** Start Text passage **

Re: fsck UNEXPECTED INCONSISTENCY

2010-03-02 Thread STeve Andre'
On Tuesday 02 March 2010 13:35:23 J.C. Roberts wrote:
> On Tue, 02 Mar 2010 11:06:46 -0500 and...@msu.edu wrote:
> > Quoting "J.C. Roberts" :
> > > And I thought I was expected to be inconsistent. ;)
> > >
> > > Anyhow, I was upgrading from the Feb 2, to the most recent
> > > snapshot, and fsck is coming up with a problem on one of my
> > > partitions. I can probably get it working ("fix" is such a strong
> > > word) with `fsck -fy` but my real concern is if the drive is
> > > failing?
> > >
> > > atactl tells me everything is just fine?
> > >
> > > I have a nearly identical system, with the same type of disk, which
> > > reports similar atactl attributes... but then again, I don't really
> > > trust SATA/PATA drives very much or their supposedly "smart"
> > > monitoring.
> > >
> > > The data on the system is not only backed up, but it's also easily
> > > replaced since the machine is only used for src and ports builds. I
> > > think I might lose a total of a few newly downloaded distfiles
> > > since the last backup.
> > >
> > > What I really want to do here is understand *why* some portion of
> > > the disk has become unreadable?
> >
> > I've seen the smart system report errors and have had them become
> > true a few times, but far more often I've seen the damn things report
> > "No proble, Boss" and then died a little later...
> >
> > You could have any number of things going on giving you those read
> > errors.  With the right test jig from the manufacturer you'd likely
> > know. My guess would be an op amp for one of the heads isn't quite
> > working right.  The other possibility is that part of the disk wasn't
> > coated right and you have a weak spot, magnetically speaking.

** End Text passage **

> What is needed
Write out, word for word, the part of the fsck thread between "2010-03-02 Thread STeve" and "is just fine?", inclusive.

** Start Dataset content **

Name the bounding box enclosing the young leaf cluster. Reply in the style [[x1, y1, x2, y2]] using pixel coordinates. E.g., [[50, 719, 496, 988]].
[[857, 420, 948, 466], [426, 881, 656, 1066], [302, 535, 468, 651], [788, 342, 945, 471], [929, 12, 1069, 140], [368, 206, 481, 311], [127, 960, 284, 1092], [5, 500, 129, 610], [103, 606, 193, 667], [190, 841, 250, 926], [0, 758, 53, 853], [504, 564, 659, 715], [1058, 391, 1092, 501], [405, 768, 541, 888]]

** End Dataset content **

> Output of the task
2010-03-02 Thread STeve Andre'
On Tuesday 02 March 2010 13:35:23 J.C. Roberts wrote:
> On Tue, 02 Mar 2010 11:06:46 -0500 and...@msu.edu wrote:
> > Quoting "J.C. Roberts" :
> > > And I thought I was expected to be inconsistent. ;)
> > >
> > > Anyhow, I was upgrading from the Feb 2, to the most recent
> > > snapshot, and fsck is coming up with a problem on one of my
> > > partitions. I can probably get it working ("fix" is such a strong
> > > word) with `fsck -fy` but my real concern is if the drive is
> > > failing?
> > >
> > > atactl tells me everything is just fine?